Present the rows below as a numbered list, leaving out any blank lines.

#### PROVIDED ENTRIES
####

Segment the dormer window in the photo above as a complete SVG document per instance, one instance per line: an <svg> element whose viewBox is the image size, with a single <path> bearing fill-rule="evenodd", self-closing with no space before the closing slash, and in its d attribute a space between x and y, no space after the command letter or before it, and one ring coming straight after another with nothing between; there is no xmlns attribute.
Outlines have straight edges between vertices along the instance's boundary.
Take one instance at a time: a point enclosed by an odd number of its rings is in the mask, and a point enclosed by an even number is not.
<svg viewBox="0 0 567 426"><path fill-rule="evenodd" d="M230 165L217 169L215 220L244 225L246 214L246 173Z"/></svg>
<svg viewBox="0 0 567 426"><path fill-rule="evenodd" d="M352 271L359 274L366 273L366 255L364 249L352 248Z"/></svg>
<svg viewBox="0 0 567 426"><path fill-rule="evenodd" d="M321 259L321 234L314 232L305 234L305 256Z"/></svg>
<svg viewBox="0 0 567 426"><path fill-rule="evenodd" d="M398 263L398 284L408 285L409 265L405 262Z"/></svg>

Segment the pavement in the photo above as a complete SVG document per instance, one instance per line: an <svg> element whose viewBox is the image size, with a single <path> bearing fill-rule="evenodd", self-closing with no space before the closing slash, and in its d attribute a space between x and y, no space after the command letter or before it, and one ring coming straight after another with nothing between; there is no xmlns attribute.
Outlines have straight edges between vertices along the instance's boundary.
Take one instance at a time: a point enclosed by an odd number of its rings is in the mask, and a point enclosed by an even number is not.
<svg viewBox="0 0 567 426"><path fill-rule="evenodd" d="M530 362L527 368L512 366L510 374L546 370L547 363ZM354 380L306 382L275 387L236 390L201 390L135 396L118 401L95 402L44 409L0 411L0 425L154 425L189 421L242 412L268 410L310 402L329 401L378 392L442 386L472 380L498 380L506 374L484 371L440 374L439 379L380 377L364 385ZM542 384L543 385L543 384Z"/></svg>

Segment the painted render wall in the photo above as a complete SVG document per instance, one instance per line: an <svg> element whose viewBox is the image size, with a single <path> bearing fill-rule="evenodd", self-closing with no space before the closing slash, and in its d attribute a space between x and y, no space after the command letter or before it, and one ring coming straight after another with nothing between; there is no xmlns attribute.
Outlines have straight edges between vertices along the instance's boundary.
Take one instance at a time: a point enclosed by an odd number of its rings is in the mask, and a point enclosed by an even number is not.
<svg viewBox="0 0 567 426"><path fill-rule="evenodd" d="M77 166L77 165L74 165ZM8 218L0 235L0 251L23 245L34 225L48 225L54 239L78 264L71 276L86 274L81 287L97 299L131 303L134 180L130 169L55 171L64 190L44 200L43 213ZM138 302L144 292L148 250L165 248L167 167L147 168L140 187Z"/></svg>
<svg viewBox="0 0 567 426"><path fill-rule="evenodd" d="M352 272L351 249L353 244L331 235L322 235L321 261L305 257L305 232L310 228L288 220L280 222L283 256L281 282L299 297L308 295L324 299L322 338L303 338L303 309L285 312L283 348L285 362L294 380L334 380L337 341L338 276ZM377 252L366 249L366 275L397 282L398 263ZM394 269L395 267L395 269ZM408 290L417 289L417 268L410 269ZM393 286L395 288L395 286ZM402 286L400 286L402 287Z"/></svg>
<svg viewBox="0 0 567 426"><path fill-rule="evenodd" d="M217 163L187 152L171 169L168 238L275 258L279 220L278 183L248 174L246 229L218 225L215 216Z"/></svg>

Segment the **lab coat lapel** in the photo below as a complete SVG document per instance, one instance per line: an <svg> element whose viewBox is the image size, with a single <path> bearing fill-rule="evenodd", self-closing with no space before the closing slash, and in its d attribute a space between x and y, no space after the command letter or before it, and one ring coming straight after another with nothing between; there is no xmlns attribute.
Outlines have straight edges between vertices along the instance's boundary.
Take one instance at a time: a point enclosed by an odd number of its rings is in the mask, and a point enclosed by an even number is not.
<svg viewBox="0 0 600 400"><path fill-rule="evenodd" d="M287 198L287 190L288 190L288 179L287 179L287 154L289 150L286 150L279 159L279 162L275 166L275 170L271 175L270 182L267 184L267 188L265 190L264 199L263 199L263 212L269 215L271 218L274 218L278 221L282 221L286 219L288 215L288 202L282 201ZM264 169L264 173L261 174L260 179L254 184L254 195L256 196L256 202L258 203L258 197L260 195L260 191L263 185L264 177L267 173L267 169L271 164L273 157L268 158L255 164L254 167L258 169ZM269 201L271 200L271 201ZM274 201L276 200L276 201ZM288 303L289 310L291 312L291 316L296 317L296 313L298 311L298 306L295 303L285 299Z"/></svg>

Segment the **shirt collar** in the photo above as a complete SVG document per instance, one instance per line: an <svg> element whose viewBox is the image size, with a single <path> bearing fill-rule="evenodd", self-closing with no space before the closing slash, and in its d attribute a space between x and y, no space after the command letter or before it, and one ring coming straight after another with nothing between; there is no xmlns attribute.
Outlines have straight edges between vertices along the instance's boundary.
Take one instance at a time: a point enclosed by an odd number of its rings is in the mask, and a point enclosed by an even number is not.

####

#### RESULT OF THIS EXERCISE
1. Segment the dormer window in the photo above as a complete SVG document per instance, one instance per line: an <svg> element whose viewBox is the image size, with a single <path> bearing fill-rule="evenodd", self-closing with no space before the closing slash, and in its d attribute a space between x and y, no space after the command letter or before it, and one ring coming straight after another with nothing between; there is no xmlns attribute.
2. Outlines have straight edges between vertices along the instance's boundary.
3. Take one instance at a time: a point enclosed by an odd number of its rings is in the mask, and a point enclosed by an even number is not.
4. <svg viewBox="0 0 567 426"><path fill-rule="evenodd" d="M230 165L217 169L215 220L244 225L246 214L246 173Z"/></svg>
5. <svg viewBox="0 0 567 426"><path fill-rule="evenodd" d="M352 271L359 274L366 273L366 255L364 249L352 248Z"/></svg>
6. <svg viewBox="0 0 567 426"><path fill-rule="evenodd" d="M321 259L321 234L314 232L305 234L305 256Z"/></svg>
7. <svg viewBox="0 0 567 426"><path fill-rule="evenodd" d="M398 263L398 284L408 285L409 265L405 262Z"/></svg>
8. Segment the pavement in the photo above as a complete SVG document per instance, one instance per line: an <svg> element whose viewBox is the image size, with a single <path> bearing fill-rule="evenodd", self-closing with no space before the closing slash, and in its d attribute a space between x and y, no space after the command letter or before it, and one ring coming straight after another with nothing between; there is no xmlns attribute.
9. Outlines have straight edges between vertices along the instance's boundary.
10. Take one instance at a time: a point enclosed by an odd number of its rings is in the mask, and a point enclosed by an even number is not.
11. <svg viewBox="0 0 567 426"><path fill-rule="evenodd" d="M530 362L527 368L512 366L510 374L546 370L547 363ZM354 380L306 382L275 387L236 390L201 390L135 396L118 401L95 402L44 409L0 411L0 425L154 425L189 421L242 412L268 410L310 402L329 401L378 392L442 386L472 380L498 380L506 374L484 371L440 374L439 379L380 377L364 385ZM542 384L543 385L543 384Z"/></svg>
12. Segment the painted render wall in the photo above as a complete SVG document per instance, one instance per line: an <svg> element whose viewBox is the image size, with a single <path> bearing fill-rule="evenodd", self-closing with no space before the closing slash, and in its d attribute a space between x and y, no space after the command letter or before it, and one ring coming straight after another with nothing between; there is no xmlns attribute.
13. Outlines have straight edges between vertices along the instance's boundary.
14. Take one instance at a time: a point enclosed by an odd number of its rings is in the mask, and a point enclosed by an even number is not.
15. <svg viewBox="0 0 567 426"><path fill-rule="evenodd" d="M77 166L77 165L74 165ZM8 218L0 235L0 251L23 245L34 225L48 225L54 239L78 264L71 276L86 274L81 287L97 299L131 303L134 180L130 169L55 171L64 190L44 200L43 213ZM138 302L144 292L148 250L165 248L167 167L147 168L140 187Z"/></svg>
16. <svg viewBox="0 0 567 426"><path fill-rule="evenodd" d="M352 272L351 249L353 244L331 235L322 235L321 261L305 257L305 232L310 228L288 220L280 222L283 256L281 282L299 297L308 295L324 299L322 338L303 338L303 309L285 312L283 348L285 362L294 380L334 380L337 341L338 276ZM377 252L366 249L366 275L397 282L398 263ZM394 269L395 267L395 269ZM408 290L417 289L417 268L410 269ZM393 286L395 288L395 286ZM402 286L400 286L402 287Z"/></svg>
17. <svg viewBox="0 0 567 426"><path fill-rule="evenodd" d="M217 163L187 152L171 169L168 238L275 258L279 220L278 183L248 174L246 229L218 225L215 216Z"/></svg>
18. Segment the **lab coat lapel** in the photo below as a complete SVG document per instance, one instance per line: an <svg> element whose viewBox is the image size, with a single <path> bearing fill-rule="evenodd", self-closing with no space before the closing slash, and in its d attribute a space between x and y, no space after the command letter or before it, and one ring coming straight after another with nothing between; there is no xmlns attribute.
19. Outlines have straight edges between vertices along the instance's boundary.
20. Take one instance at a time: a point enclosed by an odd number of its rings is in the mask, and a point enclosed by an even number is not.
21. <svg viewBox="0 0 600 400"><path fill-rule="evenodd" d="M287 198L287 190L288 190L288 179L287 179L287 154L289 150L286 150L279 159L279 162L275 166L275 170L271 175L270 182L267 184L267 188L265 190L264 199L263 199L263 212L269 215L271 218L274 218L278 221L282 221L286 219L288 215L288 202L282 201ZM264 169L264 173L261 174L260 179L254 184L254 195L256 196L256 202L258 203L258 197L260 195L260 191L263 185L264 177L267 173L267 169L271 164L273 157L268 158L255 164L254 167L258 169ZM269 201L271 200L271 201ZM274 201L276 200L276 201ZM288 303L289 310L291 312L291 316L296 317L296 313L298 311L298 306L295 303L285 299Z"/></svg>
22. Segment the **shirt collar** in the photo above as a complete SVG document per instance, one instance per line: an <svg> element whose viewBox is the image size, with a single <path> bearing fill-rule="evenodd", self-closing with no space before the closing slash, and in its d attribute a space between x and y, no space after the command letter or before it, and one ring coming straight after another with nothing between; there is no xmlns attribute.
23. Outlines have straight edges between vertices along the instance's boundary.
24. Take one instance at a time: a point enclosed by an odd number of its rings is in the mask, and a point enclosed by an even number is not.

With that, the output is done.